**Prompt:** Exact repetition of the whole listing is what this exercise asks for.
────
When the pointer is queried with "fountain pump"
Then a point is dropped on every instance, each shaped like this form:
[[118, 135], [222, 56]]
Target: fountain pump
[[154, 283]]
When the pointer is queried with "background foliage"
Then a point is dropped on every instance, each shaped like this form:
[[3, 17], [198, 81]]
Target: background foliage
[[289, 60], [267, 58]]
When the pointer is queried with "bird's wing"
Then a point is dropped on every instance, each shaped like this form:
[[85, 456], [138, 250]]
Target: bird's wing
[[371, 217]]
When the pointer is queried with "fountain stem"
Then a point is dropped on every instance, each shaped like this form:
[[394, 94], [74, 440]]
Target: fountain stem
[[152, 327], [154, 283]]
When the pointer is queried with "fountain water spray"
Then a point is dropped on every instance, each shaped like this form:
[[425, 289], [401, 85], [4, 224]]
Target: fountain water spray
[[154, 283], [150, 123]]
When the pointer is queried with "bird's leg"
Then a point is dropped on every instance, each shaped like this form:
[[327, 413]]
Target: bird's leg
────
**Response to this task:**
When the pointer is queried with "fountain pump"
Then a point is dropped on every instance, each shaped like this form:
[[118, 135], [222, 56]]
Target: fountain pump
[[154, 283]]
When the pointer is queried with "background foliage"
Then a point is dropped on every instance, each shaped like this form:
[[3, 17], [198, 81]]
Target: background foliage
[[289, 60], [267, 58]]
When the pointer is queried with "bird's wing"
Then a point is dropped on every instance, each shaped like this form:
[[85, 456], [138, 250]]
Target: bird's wing
[[371, 217]]
When the pointer is queried with "fountain stem"
Then a point is dropped on every instance, each shaped like this form:
[[394, 94], [74, 440]]
Target: fountain stem
[[152, 327], [154, 283]]
When the pointer is queried with "fountain water spray"
Then a point is dropped on every instance, each shaped like this form:
[[425, 289], [401, 85], [4, 224]]
Target: fountain water spray
[[154, 283], [150, 123]]
When the pointer is queried with "bird's leg"
Then a point is dropped on every instance, each shaped like this form:
[[327, 413]]
Target: bird's leg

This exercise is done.